*Input*
================

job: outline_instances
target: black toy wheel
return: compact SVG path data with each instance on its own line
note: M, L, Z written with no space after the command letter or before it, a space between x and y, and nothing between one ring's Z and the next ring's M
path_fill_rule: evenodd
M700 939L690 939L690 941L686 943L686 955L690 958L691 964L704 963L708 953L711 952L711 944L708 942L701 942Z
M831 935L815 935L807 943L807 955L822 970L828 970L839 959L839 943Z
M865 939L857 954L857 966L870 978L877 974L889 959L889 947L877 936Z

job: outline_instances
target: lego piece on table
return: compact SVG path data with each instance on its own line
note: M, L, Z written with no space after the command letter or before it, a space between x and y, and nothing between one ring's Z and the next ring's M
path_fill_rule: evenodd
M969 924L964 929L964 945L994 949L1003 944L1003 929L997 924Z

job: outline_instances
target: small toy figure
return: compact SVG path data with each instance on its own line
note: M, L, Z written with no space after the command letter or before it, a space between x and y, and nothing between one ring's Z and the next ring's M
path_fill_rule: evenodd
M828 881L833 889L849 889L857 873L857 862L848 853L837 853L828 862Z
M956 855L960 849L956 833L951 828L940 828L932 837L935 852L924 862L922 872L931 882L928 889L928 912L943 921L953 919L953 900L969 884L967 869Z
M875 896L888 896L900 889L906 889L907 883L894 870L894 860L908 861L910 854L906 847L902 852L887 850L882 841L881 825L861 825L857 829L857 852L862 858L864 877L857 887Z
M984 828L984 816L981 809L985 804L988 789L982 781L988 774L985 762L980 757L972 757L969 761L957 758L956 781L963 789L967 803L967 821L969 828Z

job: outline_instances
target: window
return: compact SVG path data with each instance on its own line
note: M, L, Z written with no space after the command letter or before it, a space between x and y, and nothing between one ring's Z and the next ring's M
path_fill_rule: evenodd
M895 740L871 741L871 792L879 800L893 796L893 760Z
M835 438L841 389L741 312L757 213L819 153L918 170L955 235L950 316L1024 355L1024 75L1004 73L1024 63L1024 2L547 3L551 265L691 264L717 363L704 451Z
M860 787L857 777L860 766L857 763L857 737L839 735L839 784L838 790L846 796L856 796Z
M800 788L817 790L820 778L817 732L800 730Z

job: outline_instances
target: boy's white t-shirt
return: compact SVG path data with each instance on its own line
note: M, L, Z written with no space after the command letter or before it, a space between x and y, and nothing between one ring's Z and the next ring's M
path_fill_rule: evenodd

================

Go through the preceding material and copy each line that has the word "target".

target: black toy wheel
target: lego piece on table
target: small toy figure
target: window
target: boy's white t-shirt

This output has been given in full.